- PASSAGE TO READ
▼
Banana 21 is a project funded by the Bill and Melinda Gates Foundation to combat micronutrient deficiency in Uganda. The project aims to increase the biofortification of bananas. Bananas are one of the staple foods of the world, but they lack essential vitamins. According to the World Health Organization, micronutrient deficiencies are one of the biggest problems in the developing world.
In Uganda, over one third of women and children are vitamin A deficient. Vitamin A deficiency is the leading cause of preventable blindness in children. It also weakens the immune system, making children more susceptible to an early death from common illnesses or infectious diseases.
Vitamin A deficiency is prevalent in areas where starches are the main source of calories. Foods like cooked bananas, maize and rice lack important vitamins and minerals. Developing countries have fewer resources to harvest diverse foods. More nutritious items like fruits and eggs are often too expensive to purchase or difficult to come by.
According to the World Bank, Uganda loses $145 million to vitamin and mineral deficiencies every year. These deficiencies increase the strain on the health care system, and the patients’ lost productivity also costs the nation heavily.
One of the Grand Challenges in Global Health is to decrease micronutrient deficiencies in Uganda. In 2005, The Bill and Melinda Gates Foundation funded Australian university scientists and national Uganda researchers to add Vitamin A to Uganda’s staple food. The Banana 21 Project is also a part of Bill and Melinda Gate’s Global Development Program.
▲
- EXTRACTED MATERIAL
▼
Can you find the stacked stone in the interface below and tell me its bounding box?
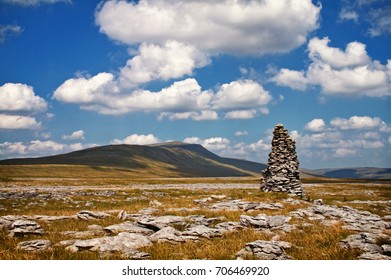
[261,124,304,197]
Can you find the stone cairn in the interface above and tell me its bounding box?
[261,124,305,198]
▲
▼
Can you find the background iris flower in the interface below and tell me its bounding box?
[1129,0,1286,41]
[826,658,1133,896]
▲
- PROBLEMS AND TASKS
1) Please answer these questions from the passage on the Banana 21 project.
(a) What share of women and children in Uganda are vitamin A deficient?
(b) According to the World Bank, how much does Uganda lose to vitamin and mineral deficiencies every year?
(c) In what year did the Bill and Melinda Gates Foundation fund scientists to add vitamin A to Uganda's staple food?
2) Carry on the passage about the Banana 21 project past its final sentence.

- SOLVED PROBLEMS
1)
(a) Over one third.
(b) $145 million.
(c) 2005.

2)
Through modern biotechnology, Banana 21 develops varieties of Uganda’s East African highland cooking bananas with high levels of pro-Vitamin A. Banana 21 plans to complete research by 2021. Uganda must first review and authorize the new banana varieties before production begins.
Banana 21 is also working on projects to aid disease control and improve drought tolerance.
In Uganda, bananas serve as an important part of the nation’s diet. They are perennial crops and can endure long dry periods where others may wither completely. As rainfall becomes more unpredictable due to climate change, ensuring that they can successfully remain a significant source of food is essential to Uganda’s future food security.
Uganda has experienced significant economic progress and poverty reduction in recent years. Consequently, addressing malnutrition through the development of agriculture is a crucial step forward.
It is important to add nutrients to an already widely grown, eaten and valued food. Increasing the level of nutrients in bananas is crucial to increasing the health of women and children in East Africa.